* What is asked
How many lines in the listing contain the word "concrete"? Case counts; give only the number.

== == ==

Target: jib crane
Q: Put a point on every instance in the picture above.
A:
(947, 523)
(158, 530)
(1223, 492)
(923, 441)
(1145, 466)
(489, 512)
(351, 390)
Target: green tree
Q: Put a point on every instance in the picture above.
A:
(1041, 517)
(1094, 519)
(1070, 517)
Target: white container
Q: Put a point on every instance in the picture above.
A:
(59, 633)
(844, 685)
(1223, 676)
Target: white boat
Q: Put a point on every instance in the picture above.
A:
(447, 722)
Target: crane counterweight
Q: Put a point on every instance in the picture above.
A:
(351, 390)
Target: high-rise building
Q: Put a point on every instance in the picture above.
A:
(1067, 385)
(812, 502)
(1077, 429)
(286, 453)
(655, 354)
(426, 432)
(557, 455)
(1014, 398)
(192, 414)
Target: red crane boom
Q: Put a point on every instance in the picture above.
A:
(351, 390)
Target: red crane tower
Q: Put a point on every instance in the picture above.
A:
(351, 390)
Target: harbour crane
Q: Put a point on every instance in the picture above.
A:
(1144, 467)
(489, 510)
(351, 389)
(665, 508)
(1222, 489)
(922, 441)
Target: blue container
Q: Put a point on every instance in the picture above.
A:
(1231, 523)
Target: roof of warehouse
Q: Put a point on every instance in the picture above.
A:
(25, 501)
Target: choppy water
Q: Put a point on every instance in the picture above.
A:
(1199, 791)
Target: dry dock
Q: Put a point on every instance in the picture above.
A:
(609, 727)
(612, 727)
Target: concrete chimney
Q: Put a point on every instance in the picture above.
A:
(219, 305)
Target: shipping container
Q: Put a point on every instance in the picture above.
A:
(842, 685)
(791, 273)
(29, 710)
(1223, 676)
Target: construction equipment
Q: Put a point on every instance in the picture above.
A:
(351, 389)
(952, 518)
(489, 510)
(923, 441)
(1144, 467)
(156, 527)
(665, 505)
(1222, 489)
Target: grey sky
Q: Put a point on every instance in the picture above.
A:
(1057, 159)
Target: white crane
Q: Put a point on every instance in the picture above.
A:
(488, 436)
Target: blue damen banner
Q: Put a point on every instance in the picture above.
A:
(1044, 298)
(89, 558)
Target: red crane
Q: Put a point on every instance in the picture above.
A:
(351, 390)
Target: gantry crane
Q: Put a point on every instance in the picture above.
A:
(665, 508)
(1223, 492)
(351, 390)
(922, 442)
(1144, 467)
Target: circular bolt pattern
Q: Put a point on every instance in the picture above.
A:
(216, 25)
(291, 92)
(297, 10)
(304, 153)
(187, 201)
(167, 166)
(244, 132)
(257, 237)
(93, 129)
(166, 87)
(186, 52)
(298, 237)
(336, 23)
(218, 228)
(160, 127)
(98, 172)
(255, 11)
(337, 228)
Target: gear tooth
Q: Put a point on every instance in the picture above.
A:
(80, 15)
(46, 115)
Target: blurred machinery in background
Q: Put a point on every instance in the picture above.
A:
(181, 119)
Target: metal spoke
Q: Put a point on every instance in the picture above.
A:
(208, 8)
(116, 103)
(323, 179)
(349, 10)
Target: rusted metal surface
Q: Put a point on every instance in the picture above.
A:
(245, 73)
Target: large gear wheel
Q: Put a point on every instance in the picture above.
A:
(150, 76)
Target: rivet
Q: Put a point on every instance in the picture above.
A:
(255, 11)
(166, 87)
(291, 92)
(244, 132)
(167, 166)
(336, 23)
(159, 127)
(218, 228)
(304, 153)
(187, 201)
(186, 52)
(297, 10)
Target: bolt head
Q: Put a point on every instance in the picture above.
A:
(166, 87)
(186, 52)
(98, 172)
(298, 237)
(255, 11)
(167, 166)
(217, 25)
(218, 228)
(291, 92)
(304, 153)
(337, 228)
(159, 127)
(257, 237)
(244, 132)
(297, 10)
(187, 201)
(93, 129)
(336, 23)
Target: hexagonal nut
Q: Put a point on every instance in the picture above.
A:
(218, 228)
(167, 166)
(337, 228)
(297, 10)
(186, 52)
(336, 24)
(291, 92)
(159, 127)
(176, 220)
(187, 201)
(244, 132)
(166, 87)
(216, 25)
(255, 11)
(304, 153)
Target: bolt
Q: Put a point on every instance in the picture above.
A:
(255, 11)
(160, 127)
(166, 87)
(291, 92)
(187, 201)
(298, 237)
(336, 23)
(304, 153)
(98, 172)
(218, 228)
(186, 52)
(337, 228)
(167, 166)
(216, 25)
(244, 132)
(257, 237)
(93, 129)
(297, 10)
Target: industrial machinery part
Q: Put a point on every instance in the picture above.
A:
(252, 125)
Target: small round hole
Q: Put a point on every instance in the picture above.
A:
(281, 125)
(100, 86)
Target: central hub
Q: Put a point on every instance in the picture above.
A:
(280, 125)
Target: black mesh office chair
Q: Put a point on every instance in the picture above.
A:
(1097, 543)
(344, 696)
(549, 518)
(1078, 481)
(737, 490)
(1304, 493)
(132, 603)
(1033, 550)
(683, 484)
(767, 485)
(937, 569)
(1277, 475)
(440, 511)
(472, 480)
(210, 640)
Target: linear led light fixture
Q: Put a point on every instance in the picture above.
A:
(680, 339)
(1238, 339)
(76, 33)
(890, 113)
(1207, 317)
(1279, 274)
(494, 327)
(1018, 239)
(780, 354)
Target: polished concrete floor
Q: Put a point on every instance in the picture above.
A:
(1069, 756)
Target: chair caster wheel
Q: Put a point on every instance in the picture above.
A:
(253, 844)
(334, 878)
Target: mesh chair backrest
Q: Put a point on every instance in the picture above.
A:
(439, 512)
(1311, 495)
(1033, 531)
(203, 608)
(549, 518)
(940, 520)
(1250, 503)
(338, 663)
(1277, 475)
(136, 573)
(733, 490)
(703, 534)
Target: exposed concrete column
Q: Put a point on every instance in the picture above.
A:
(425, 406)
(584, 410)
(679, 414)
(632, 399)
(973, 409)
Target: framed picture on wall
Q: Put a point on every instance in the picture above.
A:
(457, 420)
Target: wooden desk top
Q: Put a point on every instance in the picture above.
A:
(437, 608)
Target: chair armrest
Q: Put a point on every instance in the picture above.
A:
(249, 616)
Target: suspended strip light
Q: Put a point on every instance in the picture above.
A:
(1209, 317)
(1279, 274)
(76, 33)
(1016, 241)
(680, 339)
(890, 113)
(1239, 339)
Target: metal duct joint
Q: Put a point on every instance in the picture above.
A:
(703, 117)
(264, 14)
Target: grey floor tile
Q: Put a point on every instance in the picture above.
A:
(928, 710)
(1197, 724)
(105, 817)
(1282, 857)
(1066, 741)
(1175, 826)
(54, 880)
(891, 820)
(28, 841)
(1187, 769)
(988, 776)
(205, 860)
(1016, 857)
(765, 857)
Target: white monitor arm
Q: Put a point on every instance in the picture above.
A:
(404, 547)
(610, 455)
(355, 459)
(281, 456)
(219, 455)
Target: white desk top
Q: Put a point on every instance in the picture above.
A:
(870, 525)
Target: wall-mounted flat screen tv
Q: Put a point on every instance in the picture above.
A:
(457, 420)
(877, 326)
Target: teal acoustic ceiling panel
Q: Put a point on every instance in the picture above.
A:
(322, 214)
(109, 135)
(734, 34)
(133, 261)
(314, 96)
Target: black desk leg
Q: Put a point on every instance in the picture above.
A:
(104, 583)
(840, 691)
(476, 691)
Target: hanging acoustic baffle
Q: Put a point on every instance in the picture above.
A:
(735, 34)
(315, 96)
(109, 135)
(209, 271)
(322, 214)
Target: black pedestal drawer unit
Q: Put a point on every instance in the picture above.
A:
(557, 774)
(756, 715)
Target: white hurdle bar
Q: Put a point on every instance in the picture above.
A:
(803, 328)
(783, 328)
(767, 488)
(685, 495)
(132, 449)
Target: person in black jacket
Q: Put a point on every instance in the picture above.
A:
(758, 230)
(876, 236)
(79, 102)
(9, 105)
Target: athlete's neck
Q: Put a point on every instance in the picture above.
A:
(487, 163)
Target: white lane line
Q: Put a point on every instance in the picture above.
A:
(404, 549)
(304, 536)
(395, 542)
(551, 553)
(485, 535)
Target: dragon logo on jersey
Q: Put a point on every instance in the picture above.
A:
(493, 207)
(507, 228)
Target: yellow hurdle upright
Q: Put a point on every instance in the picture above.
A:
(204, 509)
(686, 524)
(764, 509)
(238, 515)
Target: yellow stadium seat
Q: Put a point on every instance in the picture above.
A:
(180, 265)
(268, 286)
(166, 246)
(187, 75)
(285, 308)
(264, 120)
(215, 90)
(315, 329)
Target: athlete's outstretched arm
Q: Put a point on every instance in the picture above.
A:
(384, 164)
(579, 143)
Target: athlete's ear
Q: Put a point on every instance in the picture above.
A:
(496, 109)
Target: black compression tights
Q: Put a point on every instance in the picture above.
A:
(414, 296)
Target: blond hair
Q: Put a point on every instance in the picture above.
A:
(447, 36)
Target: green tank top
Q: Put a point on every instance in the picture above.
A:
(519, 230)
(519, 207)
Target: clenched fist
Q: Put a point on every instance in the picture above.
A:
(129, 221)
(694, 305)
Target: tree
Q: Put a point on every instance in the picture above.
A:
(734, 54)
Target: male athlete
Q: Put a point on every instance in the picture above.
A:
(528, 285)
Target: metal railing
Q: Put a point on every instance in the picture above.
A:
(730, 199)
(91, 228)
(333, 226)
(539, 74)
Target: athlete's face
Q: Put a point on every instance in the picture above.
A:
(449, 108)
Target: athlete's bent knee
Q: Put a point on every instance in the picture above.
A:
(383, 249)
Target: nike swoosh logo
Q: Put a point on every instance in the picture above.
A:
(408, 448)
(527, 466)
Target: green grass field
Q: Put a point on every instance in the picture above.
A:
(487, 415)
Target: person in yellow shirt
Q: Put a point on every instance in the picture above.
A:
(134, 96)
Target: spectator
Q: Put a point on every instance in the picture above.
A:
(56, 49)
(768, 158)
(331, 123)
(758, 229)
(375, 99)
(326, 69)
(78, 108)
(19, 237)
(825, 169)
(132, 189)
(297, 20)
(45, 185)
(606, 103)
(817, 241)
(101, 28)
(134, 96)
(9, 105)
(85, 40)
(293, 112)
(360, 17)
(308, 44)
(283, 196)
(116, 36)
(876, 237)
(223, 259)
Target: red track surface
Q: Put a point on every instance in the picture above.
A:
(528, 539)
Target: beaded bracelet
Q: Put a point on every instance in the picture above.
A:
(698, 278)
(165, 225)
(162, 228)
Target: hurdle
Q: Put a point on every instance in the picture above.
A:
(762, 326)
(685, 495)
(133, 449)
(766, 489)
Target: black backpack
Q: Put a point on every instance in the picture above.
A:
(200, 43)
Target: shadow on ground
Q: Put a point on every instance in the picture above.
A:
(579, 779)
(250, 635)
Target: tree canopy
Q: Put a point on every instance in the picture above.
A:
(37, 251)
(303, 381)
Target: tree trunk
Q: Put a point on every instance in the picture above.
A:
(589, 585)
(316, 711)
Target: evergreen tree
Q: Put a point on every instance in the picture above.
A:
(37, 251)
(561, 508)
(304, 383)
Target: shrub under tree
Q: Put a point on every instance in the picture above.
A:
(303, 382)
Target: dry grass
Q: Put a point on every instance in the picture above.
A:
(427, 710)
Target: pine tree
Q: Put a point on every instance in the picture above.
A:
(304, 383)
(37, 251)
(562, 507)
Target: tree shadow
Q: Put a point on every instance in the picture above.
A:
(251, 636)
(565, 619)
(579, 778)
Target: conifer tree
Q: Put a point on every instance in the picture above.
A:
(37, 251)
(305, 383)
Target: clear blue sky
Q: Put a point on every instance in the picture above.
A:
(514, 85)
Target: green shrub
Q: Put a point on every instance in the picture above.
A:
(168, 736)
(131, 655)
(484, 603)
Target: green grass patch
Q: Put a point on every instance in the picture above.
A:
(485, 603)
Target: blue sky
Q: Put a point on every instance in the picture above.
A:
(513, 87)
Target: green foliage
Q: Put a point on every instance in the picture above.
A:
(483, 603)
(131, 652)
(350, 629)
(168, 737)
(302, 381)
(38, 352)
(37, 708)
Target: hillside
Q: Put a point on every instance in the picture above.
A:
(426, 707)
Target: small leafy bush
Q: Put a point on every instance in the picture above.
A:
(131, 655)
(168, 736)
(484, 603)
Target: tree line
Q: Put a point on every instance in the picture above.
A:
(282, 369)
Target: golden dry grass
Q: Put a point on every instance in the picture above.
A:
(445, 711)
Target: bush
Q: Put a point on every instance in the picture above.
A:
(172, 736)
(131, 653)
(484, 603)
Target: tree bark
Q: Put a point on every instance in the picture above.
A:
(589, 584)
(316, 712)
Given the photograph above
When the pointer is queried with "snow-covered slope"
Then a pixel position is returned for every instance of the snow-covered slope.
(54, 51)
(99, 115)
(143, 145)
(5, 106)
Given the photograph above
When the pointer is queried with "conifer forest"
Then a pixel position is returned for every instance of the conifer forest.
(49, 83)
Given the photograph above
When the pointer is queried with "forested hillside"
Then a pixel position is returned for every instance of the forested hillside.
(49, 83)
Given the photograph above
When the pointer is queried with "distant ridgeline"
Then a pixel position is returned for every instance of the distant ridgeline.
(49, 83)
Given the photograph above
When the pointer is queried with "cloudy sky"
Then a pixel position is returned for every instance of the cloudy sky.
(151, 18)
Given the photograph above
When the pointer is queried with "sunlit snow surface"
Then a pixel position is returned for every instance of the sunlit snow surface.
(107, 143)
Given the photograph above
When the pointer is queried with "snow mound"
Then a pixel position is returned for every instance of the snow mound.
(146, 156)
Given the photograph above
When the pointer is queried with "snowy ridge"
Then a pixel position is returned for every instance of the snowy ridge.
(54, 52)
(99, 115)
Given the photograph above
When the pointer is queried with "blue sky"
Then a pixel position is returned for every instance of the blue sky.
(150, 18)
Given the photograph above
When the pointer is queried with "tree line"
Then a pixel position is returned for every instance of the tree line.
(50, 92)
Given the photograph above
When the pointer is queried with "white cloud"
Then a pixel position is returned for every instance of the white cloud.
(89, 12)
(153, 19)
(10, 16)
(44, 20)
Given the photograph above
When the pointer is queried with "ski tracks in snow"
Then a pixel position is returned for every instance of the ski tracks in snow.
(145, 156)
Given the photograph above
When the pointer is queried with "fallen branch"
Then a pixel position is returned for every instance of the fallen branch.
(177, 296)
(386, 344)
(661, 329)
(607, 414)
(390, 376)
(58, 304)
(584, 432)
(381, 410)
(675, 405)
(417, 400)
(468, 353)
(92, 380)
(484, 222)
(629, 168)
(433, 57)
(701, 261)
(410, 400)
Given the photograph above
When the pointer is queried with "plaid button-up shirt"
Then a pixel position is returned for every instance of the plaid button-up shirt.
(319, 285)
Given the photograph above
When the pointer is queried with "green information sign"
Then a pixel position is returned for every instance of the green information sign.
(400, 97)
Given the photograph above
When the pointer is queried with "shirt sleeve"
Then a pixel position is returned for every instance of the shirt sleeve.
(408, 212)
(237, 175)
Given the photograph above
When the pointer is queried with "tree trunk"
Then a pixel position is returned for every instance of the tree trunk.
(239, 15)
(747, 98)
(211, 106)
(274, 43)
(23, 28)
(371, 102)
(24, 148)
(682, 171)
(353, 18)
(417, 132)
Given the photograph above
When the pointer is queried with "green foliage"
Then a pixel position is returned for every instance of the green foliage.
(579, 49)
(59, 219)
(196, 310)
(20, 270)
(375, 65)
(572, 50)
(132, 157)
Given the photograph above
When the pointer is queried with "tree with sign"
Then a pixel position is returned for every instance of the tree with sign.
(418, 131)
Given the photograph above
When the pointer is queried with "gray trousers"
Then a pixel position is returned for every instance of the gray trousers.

== == ==

* Task response
3